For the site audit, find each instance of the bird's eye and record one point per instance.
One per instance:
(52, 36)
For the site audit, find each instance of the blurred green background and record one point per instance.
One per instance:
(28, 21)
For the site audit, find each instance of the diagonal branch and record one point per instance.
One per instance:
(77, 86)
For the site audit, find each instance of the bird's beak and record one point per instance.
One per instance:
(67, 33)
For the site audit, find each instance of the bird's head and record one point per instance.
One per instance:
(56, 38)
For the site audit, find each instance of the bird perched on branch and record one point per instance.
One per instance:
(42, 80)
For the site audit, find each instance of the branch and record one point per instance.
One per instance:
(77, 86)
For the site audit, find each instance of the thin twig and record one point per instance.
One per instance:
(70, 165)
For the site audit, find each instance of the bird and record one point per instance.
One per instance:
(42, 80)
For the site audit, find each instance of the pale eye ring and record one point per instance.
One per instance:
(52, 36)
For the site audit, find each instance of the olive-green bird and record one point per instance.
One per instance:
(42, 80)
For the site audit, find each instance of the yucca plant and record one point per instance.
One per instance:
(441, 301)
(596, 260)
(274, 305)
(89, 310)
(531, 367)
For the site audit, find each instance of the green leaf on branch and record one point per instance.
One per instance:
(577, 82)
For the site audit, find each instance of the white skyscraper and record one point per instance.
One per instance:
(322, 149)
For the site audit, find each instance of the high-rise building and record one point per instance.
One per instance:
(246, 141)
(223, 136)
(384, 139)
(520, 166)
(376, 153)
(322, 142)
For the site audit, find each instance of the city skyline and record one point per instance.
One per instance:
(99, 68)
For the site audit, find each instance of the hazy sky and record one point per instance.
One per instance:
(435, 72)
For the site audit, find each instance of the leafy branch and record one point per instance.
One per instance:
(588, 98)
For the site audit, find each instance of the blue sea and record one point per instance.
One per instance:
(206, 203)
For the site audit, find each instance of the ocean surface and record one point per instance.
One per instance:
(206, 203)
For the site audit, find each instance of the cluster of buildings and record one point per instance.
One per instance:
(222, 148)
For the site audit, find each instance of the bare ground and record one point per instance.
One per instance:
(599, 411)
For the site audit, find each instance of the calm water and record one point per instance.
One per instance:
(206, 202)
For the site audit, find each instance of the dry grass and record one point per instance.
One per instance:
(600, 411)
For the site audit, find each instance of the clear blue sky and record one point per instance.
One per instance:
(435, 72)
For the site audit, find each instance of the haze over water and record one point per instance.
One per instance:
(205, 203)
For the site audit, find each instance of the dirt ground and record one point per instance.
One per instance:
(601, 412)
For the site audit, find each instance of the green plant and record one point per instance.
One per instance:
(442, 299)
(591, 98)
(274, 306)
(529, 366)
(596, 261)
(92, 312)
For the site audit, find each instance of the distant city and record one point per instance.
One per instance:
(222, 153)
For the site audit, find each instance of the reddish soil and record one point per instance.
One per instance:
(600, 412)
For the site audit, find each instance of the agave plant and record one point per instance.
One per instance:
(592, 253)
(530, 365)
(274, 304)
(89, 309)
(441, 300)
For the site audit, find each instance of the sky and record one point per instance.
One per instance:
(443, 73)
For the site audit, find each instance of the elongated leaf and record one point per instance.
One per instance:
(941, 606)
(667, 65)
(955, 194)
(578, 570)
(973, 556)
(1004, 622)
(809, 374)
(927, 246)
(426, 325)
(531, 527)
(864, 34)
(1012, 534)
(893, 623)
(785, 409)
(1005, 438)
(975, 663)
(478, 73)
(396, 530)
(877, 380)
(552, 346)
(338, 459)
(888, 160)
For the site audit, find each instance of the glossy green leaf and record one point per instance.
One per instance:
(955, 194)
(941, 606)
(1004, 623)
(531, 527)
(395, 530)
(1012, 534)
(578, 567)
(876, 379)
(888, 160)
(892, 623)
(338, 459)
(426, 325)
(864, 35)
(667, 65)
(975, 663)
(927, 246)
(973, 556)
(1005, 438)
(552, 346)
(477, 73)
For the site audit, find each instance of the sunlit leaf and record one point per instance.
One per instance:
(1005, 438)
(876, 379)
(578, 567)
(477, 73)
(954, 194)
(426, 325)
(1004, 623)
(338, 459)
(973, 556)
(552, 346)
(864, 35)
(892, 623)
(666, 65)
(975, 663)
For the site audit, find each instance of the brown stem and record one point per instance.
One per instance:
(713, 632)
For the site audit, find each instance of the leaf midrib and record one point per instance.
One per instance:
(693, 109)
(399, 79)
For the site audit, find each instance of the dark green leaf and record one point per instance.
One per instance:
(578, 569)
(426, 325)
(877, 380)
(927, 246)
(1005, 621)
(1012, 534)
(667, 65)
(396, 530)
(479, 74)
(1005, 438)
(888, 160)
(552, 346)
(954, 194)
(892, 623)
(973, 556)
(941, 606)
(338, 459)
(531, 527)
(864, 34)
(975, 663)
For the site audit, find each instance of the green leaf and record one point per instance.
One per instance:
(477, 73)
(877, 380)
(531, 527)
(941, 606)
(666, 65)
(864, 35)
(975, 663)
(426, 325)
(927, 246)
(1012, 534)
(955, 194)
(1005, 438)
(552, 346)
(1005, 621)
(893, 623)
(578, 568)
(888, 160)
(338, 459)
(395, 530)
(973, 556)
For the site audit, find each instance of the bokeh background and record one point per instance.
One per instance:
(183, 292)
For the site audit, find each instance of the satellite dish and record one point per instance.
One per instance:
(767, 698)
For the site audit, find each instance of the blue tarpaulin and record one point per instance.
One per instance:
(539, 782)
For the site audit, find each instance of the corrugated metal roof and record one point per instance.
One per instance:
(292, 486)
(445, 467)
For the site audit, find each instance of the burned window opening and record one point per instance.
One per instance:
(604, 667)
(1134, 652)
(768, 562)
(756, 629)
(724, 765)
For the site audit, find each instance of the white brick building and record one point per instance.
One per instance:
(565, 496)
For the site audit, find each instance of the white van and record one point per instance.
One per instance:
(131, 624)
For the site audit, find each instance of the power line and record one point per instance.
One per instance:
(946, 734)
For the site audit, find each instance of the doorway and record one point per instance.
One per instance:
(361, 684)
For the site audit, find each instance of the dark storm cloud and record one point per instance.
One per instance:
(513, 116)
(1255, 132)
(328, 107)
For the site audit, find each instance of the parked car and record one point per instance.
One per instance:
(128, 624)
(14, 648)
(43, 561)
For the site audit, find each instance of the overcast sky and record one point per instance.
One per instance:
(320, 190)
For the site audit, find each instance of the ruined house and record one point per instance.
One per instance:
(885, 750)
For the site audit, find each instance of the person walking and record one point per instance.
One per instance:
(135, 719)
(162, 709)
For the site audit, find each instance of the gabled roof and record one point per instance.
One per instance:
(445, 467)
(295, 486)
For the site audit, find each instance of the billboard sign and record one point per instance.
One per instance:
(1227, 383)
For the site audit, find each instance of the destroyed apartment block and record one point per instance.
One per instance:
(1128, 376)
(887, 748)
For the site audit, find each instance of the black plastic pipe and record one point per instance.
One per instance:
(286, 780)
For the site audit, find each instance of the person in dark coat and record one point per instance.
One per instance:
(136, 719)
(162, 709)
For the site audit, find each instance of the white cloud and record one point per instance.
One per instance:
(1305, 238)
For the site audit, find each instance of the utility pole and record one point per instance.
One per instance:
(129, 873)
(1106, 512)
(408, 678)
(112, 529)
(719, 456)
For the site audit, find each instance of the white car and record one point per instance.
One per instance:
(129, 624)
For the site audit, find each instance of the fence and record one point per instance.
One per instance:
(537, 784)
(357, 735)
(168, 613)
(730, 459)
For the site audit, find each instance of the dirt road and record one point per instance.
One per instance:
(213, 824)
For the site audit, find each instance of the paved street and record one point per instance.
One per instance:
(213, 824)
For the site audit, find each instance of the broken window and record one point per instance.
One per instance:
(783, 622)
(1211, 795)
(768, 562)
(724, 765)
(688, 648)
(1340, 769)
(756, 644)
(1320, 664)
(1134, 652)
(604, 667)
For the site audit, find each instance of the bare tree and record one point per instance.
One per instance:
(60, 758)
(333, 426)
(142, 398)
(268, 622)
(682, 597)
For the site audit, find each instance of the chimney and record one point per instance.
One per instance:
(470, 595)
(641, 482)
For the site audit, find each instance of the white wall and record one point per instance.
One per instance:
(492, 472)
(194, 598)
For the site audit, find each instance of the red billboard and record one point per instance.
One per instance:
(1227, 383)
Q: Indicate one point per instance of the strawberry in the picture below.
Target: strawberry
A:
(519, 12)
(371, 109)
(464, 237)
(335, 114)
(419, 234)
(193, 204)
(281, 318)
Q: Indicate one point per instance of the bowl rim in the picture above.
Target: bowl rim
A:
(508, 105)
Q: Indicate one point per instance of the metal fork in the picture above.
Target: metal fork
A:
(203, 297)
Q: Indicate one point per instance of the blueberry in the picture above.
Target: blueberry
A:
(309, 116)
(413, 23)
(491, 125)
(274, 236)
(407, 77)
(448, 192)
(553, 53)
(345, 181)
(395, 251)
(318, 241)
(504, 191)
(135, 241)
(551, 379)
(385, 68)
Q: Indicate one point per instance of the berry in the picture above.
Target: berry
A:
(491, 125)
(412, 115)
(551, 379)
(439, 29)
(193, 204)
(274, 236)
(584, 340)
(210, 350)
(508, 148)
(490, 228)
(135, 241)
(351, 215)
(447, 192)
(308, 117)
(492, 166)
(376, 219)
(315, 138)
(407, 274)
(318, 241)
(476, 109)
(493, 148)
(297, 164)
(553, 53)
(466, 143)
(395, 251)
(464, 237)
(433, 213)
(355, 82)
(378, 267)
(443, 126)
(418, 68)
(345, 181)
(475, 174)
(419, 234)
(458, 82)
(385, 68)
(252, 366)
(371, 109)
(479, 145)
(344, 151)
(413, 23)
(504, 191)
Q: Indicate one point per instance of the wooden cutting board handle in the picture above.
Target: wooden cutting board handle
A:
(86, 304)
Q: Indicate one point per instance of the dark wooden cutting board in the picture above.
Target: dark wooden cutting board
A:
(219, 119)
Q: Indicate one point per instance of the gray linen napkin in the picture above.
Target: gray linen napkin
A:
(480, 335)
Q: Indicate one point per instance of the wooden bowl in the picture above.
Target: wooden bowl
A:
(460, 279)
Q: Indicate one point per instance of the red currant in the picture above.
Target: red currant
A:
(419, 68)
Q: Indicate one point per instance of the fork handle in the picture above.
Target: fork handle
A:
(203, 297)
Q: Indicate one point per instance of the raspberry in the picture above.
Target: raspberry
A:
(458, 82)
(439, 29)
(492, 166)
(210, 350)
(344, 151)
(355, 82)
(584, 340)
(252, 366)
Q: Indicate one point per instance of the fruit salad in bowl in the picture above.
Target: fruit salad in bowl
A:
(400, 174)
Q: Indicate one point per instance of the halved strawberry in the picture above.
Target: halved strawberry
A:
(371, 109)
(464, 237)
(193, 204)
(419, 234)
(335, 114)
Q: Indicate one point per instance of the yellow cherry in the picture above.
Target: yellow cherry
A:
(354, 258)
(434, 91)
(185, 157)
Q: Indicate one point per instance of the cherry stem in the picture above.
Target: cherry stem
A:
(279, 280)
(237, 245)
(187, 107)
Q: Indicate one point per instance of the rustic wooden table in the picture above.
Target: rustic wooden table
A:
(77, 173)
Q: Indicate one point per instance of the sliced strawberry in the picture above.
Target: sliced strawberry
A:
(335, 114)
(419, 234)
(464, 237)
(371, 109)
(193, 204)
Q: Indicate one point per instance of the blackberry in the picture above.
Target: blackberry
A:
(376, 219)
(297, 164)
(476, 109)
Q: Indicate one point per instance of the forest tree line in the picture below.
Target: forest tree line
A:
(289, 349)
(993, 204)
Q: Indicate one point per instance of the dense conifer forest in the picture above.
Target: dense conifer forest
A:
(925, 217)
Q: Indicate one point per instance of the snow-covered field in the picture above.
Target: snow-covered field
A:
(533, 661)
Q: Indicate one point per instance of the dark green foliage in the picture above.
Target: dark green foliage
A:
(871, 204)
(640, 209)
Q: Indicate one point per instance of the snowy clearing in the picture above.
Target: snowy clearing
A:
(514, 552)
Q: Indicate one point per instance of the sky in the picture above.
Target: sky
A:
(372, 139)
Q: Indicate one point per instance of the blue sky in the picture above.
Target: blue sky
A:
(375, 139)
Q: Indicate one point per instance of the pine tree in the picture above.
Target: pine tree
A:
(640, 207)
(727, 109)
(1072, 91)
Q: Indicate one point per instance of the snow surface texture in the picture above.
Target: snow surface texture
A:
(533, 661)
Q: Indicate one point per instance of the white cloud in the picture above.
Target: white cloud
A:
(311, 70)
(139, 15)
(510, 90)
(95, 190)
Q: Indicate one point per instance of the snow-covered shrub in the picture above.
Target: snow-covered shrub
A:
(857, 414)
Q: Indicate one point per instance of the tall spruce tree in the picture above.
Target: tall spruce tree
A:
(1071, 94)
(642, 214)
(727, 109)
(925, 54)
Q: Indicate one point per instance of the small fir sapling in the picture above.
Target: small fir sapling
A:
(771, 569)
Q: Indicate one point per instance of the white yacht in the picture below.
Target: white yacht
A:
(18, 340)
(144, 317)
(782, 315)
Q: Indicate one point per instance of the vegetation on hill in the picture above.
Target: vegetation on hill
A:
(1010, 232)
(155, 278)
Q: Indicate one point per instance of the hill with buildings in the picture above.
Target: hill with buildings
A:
━━━━━━
[Problem requirements]
Starting at the line that contains "Q: Indicate one point per instance of the vegetation" and ending with the last line of the data, lay out those lines as a Markdown table with the columns Row and Line. Number each line and leave out any blank lines.

[Answer for the task]
| Row | Line |
|---|---|
| 1 | Q: Indicate one point per instance of the vegetation on hill in the picture above. |
| 2 | Target: vegetation on hill |
| 3 | A: |
| 4 | (1010, 232) |
| 5 | (155, 278) |
| 6 | Q: Indicate one point per instance of the hill with buildings in the picture above. |
| 7 | Target: hill with buildings |
| 8 | A: |